** REQUIRED TASKS **
1. According to the premiums text, what caused personal lines gross written premiums to rise?
2. Rewrite the premiums text from "Gross written premiums increased $16.6" to "lines of business.", replacing "small business programs" with "small commercial programs".
3. Write the next part of the text on gross written premiums, picking up after its last sentence.

** SELECTED PASSAGE **
__________________________________________________
Gross written premiums increased $16.6 million, or 20.1%, to $99.1 million for
the nine months ended September 30, 2021, as compared to $82.5 million for the
same period in 2020.

Commercial lines gross written premiums increased $11.7 million, or 15.3%, to
$88.0 million for the nine months ended September 30, 2021, as compared to $76.3
million for the same period in 2020. There was a $17.0 million increase in the
small business programs, which was partially offset by a $5.4 million reduction
of gross written premium in the Company's hospitality programs. Of the $5.4
million decrease in gross written premium in the hospitality programs, $5.1
million was from our quick service restaurant line, which has seen some of the
larger losses within the hospitality lines of business.

Personal lines gross written premiums increased $4.9 million, or 80.1%, to $11.0
million for the nine months ended September 30, 2021, as compared to $6.1
million for the same period in 2020. The increase was due to continued growth in
the Company's low-value dwelling book of business.
__________________________________________________
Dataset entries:
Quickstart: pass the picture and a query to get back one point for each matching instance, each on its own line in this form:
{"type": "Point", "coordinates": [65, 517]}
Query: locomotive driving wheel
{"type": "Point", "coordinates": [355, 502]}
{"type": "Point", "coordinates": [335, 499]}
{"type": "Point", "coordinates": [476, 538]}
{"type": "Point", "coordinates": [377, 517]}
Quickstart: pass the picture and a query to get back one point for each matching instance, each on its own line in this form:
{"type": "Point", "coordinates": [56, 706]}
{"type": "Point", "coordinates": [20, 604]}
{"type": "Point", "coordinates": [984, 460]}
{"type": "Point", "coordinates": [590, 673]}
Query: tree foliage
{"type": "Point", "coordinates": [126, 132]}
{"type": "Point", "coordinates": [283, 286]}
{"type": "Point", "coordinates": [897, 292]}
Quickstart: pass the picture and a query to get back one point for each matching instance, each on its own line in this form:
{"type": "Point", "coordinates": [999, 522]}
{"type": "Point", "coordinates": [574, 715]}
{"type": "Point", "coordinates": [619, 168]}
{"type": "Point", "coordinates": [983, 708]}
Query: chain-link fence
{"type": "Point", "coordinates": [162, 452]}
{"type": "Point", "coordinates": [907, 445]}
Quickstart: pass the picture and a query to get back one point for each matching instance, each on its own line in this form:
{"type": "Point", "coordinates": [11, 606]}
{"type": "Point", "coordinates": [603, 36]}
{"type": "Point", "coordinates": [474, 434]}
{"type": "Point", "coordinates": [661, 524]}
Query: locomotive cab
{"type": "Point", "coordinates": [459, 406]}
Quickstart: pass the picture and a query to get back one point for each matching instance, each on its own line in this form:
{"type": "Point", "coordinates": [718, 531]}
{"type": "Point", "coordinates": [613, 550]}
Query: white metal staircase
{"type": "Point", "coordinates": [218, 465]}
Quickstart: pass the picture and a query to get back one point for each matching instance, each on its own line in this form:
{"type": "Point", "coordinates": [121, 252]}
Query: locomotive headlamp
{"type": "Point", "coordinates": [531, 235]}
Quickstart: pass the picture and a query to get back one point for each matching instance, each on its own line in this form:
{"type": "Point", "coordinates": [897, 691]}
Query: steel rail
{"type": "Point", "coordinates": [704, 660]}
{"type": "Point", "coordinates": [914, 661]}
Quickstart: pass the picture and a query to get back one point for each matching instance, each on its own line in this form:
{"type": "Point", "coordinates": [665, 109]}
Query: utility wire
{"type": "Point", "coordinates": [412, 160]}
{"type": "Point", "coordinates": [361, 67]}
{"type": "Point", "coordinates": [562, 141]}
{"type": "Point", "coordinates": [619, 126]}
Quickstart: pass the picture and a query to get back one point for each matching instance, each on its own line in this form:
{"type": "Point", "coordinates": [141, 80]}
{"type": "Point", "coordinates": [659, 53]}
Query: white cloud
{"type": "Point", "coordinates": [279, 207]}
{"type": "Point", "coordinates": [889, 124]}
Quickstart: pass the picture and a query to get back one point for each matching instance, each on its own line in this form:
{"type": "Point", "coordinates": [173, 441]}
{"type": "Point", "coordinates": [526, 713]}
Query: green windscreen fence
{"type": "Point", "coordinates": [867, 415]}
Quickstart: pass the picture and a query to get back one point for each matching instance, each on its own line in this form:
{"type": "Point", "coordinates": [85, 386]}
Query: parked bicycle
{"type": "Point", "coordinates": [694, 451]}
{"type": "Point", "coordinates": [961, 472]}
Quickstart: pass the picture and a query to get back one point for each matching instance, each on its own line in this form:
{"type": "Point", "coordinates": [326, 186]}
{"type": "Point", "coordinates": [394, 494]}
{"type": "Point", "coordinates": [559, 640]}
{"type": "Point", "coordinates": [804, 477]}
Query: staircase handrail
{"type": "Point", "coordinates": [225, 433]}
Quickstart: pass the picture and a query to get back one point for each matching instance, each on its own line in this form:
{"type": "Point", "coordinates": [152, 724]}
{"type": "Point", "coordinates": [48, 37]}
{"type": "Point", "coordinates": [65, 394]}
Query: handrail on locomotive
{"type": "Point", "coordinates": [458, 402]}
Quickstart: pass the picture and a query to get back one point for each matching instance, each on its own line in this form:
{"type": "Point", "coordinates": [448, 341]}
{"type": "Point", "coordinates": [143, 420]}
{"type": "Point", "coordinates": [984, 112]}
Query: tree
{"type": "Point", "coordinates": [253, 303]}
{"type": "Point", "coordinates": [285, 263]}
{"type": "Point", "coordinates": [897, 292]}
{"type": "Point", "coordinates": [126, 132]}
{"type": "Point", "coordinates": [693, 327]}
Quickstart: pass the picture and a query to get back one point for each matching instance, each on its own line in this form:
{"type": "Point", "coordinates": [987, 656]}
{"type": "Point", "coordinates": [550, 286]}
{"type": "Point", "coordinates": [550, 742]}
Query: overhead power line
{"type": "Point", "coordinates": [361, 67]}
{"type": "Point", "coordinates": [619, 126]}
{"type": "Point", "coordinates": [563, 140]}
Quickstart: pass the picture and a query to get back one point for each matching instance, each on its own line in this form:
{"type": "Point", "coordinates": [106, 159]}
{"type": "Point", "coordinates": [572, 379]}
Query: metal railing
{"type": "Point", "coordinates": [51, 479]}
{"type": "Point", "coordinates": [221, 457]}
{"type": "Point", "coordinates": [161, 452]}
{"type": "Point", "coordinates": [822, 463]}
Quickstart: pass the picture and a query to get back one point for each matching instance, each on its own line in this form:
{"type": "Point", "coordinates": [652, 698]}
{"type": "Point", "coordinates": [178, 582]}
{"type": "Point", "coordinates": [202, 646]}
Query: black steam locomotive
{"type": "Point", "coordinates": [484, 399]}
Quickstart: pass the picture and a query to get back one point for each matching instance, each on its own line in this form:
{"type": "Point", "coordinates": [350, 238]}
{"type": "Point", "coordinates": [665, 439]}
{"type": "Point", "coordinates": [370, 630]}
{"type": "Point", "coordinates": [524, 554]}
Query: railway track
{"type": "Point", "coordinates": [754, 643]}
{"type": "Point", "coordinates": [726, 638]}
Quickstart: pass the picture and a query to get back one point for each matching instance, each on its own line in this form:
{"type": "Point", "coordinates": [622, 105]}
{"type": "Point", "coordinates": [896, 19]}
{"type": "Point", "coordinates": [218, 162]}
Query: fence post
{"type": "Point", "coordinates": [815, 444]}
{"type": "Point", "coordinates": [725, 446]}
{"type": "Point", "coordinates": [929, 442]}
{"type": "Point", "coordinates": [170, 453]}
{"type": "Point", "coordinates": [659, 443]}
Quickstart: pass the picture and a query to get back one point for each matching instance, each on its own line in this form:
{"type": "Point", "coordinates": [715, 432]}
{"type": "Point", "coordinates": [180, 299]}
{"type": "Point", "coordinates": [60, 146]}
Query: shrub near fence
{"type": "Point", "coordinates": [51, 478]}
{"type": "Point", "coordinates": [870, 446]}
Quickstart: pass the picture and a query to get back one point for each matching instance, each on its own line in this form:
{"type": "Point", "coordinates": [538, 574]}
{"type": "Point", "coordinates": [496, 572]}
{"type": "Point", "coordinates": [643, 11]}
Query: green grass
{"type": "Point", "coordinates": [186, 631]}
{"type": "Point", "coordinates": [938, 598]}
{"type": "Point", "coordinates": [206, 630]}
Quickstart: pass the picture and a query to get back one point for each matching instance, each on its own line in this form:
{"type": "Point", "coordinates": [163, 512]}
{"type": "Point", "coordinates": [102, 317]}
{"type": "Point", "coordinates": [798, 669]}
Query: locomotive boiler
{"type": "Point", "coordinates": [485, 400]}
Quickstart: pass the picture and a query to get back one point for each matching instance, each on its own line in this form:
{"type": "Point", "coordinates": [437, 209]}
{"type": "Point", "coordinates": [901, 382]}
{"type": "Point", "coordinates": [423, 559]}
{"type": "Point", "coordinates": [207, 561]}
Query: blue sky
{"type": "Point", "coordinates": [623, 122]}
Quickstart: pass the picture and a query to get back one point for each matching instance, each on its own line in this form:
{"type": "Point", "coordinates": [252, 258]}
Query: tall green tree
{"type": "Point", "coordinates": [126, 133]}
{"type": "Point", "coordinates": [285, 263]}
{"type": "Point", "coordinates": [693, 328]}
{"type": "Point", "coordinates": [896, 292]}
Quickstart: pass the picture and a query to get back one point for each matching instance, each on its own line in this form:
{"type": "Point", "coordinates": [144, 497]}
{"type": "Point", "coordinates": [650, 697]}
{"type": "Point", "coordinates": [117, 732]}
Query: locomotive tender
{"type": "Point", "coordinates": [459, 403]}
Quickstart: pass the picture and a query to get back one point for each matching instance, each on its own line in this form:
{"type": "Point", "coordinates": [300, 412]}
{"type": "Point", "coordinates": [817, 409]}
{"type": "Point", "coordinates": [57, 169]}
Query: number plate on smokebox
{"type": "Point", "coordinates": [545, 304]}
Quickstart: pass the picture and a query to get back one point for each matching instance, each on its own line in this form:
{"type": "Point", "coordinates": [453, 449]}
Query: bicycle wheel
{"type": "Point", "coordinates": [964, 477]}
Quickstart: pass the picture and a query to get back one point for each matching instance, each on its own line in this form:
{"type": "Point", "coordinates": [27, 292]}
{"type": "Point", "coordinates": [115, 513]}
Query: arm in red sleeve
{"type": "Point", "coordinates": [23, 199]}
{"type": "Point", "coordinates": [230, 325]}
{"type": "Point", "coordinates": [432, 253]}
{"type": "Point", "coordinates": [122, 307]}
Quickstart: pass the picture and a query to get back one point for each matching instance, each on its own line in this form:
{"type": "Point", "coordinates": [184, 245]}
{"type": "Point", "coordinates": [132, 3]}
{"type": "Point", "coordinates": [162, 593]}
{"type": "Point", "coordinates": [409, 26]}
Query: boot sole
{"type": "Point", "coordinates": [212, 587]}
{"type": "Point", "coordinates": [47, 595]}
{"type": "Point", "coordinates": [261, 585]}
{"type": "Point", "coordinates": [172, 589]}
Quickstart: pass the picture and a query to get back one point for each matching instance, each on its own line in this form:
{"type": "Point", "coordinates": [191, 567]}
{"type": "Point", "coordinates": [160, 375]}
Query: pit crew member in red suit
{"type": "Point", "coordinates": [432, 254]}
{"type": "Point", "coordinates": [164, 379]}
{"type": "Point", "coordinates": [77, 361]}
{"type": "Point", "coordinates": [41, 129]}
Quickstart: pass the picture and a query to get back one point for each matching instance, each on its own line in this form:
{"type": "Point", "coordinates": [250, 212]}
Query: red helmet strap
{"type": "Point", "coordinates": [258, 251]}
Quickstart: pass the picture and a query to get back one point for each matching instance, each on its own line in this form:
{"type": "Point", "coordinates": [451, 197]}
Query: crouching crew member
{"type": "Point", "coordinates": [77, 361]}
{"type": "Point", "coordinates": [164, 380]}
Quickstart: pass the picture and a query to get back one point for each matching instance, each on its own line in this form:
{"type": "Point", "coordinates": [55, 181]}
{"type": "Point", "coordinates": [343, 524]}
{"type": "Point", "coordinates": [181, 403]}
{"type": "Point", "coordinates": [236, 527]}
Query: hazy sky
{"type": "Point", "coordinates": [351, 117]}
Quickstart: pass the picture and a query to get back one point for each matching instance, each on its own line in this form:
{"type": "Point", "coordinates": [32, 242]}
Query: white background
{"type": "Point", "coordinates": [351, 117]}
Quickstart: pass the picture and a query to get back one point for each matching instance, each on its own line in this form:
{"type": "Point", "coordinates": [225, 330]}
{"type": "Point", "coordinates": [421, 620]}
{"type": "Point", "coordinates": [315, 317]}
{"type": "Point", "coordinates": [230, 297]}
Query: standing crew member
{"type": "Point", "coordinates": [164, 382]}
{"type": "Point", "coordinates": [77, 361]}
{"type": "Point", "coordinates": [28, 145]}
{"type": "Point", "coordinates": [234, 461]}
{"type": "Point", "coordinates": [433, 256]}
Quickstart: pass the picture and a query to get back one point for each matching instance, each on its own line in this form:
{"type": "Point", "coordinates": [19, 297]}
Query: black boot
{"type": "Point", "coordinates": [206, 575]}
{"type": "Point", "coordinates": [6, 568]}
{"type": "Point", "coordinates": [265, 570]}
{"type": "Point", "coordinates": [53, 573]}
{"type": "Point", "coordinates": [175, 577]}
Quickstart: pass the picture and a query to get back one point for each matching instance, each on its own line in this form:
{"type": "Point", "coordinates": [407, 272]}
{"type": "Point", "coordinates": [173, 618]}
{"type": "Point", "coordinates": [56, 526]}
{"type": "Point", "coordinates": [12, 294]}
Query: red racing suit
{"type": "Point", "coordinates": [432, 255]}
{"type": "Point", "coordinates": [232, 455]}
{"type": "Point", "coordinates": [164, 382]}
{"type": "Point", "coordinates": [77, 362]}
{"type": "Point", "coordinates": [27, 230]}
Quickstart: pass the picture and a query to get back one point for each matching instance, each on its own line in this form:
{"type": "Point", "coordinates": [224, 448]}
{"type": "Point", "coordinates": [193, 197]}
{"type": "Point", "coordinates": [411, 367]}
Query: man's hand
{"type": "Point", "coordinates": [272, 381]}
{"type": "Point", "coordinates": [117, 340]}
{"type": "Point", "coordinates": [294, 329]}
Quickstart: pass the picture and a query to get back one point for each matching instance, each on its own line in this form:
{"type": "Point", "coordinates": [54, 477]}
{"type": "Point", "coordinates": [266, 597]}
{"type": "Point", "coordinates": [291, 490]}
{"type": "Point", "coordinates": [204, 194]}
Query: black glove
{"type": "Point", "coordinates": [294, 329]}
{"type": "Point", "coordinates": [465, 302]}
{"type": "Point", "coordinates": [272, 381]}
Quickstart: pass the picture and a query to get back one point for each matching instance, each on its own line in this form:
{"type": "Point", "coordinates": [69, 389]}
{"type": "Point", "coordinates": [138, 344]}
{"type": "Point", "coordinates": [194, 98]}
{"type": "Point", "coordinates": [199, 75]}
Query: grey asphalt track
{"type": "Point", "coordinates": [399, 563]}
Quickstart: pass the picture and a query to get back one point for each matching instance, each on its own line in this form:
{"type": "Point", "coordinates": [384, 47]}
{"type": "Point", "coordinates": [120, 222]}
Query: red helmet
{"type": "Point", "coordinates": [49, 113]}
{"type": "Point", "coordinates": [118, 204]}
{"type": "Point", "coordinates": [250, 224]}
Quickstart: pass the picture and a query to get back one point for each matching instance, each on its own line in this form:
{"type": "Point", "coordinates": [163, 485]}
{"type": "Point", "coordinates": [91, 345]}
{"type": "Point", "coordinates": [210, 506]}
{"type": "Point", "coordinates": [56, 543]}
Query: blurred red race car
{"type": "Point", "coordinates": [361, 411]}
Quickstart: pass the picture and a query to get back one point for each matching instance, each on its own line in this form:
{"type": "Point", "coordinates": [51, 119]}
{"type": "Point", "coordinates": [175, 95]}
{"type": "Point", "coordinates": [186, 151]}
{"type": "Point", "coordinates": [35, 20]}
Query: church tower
__________________________________________________
** RESULTS **
1. Continued growth in the Company's low-value dwelling book of business.

2.
Gross written premiums increased $16.6 million, or 20.1%, to $99.1 million for
the nine months ended September 30, 2021, as compared to $82.5 million for the
same period in 2020.

Commercial lines gross written premiums increased $11.7 million, or 15.3%, to
$88.0 million for the nine months ended September 30, 2021, as compared to $76.3
million for the same period in 2020. There was a $17.0 million increase in the
small commercial programs, which was partially offset by a $5.4 million reduction
of gross written premium in the Company's hospitality programs. Of the $5.4
million decrease in gross written premium in the hospitality programs, $5.1
million was from our quick service restaurant line, which has seen some of the
larger losses within the hospitality lines of business.

3.
Net written premiums increased $9.9 million, or 14.4%, to $79.1 million for the
nine months ended September 30, 2021, as compared to $69.2 million for the same
period in 2020. Net written premiums did not increase as much as gross written
premiums due to a combination of factors that increased our ceded premium
rates.

Our blended ratio of ceded earned premiums to gross earned premiums increased
from 16.3% to 19.5% in nine months ended September 30, 2020 and 2021,
respectively. The increase in the ceded earned premium-to-gross earned premium
ratio was due, in part, to a $2.3 million increase in gross earned premiums
relating to a growing commercial umbrella liability program that is almost
entirely ceded under a quota share agreement. This increased the ratio by 2.4
percentage points. However, we also received a ceding commission from this
business that has reduced our acquisition costs. The remainder of the increase
was due to a combination of: 1) a change in the mix of business to more property
exposure which has a higher ceding rate; 2) general reinsurance rate increases;
and 3) we purchased more reinsurance as of January 1, 2021 to reduce our
commercial property specific loss retention to only $200,000, from $340,000.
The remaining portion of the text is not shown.